_提示文_
Tさん、苦笑いしたまま、中城から車を走らせます。しかも無言。
何か粗相があったのかと心配になり、Tさんに尋ねました。
私 「どうかしたんですか。」
T 「え、いやべつになにもありませんけど・・・。あぁ、実は先頭に
止まっていたから順番でお客さんが話しかけてくるでしょ。断るの
が一苦労でね、はやくあそこから出たかったんですよ。」
なんだ、そうなのか。なんてことはない、単なる私の取り越し苦労
でした。
T 「で、今日は半日貸し切りってことですけど、どこ行きますか。玉
泉洞とか行きました? 名護の方もいいんだけどね。喜屋武岬も上
等ですよ。だいたい決めてきましたか?」
でました。いつものT節です。(^^)
私 「えーと、いろいろ話はしたんですけど、結局私らは、沖縄のこと
をちっとも知らないんです。でも、半日で沖縄本島全部を周遊する
のは無理でしょ? だから、とりあえず南半分を回ってもらって、
めぼしいところはTさんに選んでもらおうと思ってるんですよ。」
T 「ああー、そうですか。いやこまったな。いいところはいっぱいあ
るんですよ。じゃ、南の方行きましょうね。とりあえずパンフレッ
トがあるから、これみてください。じゃ、とりあえず、南の方が観
光名所が多いんで、そっちの方に向いて走りますから、適当に決め
て下さいね。でも、是非みてほしいところもあるんだけどね、平和
記念公園とか、ひめゆりの塔とか、摩文仁の丘とか、海軍壕とかほ
んと上等ですよ。決まったら言ってください。」
はっきり言って困りました。パンフレットには、10カ所くらい観光名
所がかかれています。しかし、結局、島の南半分といえども、表示のある
観光名所を全部回るのは無理と言うことで、とりあえず、一番メジャーな
玉泉洞に行くことになりました。
行くと言っても、車で30分くらいかかるということなので、しばし私
とTさんのトークタイムです。

_項目_
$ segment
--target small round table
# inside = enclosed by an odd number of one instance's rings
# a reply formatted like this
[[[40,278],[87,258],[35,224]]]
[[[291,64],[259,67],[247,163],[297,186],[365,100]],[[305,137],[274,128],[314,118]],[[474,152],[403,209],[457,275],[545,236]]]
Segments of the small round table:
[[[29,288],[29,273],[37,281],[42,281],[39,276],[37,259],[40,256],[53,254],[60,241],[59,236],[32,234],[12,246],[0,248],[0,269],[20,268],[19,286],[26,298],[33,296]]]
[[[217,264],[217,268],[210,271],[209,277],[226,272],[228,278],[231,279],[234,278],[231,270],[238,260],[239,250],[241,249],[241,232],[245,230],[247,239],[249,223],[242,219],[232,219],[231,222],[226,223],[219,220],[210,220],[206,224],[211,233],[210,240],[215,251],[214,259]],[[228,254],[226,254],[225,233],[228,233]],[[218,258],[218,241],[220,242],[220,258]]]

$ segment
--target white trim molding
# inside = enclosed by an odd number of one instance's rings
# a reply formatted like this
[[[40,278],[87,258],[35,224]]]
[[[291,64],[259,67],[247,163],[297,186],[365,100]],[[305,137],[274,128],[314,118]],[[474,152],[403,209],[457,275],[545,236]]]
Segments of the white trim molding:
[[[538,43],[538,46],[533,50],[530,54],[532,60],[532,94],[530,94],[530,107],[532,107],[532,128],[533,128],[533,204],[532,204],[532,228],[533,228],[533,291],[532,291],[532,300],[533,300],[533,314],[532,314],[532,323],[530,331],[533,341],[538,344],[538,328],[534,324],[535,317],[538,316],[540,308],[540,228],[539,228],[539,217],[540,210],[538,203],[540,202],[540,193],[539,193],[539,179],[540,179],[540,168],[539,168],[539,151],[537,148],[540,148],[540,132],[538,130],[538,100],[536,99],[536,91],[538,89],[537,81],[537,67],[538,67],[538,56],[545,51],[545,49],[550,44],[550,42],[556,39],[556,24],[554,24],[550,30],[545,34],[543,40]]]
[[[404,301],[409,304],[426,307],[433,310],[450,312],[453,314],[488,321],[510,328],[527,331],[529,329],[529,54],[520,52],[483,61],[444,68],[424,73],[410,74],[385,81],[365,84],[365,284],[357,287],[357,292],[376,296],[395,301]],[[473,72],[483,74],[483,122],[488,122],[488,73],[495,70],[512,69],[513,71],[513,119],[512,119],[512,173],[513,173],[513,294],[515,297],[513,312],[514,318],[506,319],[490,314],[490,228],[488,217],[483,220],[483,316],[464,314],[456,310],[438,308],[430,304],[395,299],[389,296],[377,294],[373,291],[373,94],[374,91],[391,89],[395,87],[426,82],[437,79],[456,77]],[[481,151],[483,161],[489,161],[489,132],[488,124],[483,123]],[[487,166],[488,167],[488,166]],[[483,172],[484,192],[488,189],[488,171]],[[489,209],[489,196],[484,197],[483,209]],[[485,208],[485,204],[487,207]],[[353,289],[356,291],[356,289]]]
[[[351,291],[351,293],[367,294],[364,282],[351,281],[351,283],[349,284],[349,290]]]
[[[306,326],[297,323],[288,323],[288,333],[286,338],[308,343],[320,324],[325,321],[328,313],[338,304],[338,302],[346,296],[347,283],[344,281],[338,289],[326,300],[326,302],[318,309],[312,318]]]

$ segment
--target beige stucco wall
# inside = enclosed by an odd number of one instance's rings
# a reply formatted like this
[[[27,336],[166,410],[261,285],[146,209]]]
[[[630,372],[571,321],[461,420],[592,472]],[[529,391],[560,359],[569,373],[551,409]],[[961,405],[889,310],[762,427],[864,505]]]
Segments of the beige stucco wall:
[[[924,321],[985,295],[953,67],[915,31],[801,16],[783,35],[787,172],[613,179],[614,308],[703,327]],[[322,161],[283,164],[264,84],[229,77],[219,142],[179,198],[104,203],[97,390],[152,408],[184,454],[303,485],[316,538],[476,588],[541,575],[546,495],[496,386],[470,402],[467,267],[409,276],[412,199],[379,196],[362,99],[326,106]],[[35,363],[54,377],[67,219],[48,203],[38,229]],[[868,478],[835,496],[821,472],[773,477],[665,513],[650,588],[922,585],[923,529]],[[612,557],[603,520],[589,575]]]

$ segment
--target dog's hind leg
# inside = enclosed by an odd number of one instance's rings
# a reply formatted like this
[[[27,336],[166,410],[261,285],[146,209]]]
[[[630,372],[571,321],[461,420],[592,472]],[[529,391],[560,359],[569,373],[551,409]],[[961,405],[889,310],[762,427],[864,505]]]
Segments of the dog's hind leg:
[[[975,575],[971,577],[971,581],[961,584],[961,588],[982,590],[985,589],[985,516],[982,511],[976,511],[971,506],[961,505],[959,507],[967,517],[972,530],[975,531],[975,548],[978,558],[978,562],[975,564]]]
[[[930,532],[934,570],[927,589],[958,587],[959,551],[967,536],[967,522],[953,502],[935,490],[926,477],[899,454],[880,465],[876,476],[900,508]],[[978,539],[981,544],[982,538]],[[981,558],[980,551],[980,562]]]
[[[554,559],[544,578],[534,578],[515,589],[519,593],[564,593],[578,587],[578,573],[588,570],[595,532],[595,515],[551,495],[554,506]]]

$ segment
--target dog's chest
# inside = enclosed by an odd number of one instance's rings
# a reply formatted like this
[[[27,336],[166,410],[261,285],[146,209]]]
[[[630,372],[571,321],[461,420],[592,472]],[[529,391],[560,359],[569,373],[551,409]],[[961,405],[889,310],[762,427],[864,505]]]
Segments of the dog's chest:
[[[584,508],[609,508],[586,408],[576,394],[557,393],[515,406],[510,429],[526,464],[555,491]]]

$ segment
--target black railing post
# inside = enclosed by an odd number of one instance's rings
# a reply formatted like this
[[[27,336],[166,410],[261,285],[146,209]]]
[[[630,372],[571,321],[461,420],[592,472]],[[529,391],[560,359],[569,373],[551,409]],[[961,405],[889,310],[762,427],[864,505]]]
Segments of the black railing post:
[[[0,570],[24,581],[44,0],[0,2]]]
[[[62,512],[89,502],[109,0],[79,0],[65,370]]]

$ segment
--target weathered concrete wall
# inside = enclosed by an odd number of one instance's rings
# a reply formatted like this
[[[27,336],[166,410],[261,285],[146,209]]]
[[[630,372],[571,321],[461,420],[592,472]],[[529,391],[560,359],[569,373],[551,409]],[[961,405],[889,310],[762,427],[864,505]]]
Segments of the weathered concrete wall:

_課題の要件_
1) 提示文で、一番メジャーな観光名所として最初に行くことになったのはどこですか。
2) 提示文の「T 「ああー、そうですか。いやこまったな。いいところはいっぱいあ」から「んと上等ですよ。決まったら言ってください。」」までを、「ひめゆりの塔」を「首里城」に差し替えて書いてください。

_課題別の結果_
1) 玉泉洞

2)
T 「ああー、そうですか。いやこまったな。いいところはいっぱいあ
るんですよ。じゃ、南の方行きましょうね。とりあえずパンフレッ
トがあるから、これみてください。じゃ、とりあえず、南の方が観
光名所が多いんで、そっちの方に向いて走りますから、適当に決め
て下さいね。でも、是非みてほしいところもあるんだけどね、平和
記念公園とか、首里城とか、摩文仁の丘とか、海軍壕とかほ
んと上等ですよ。決まったら言ってください。」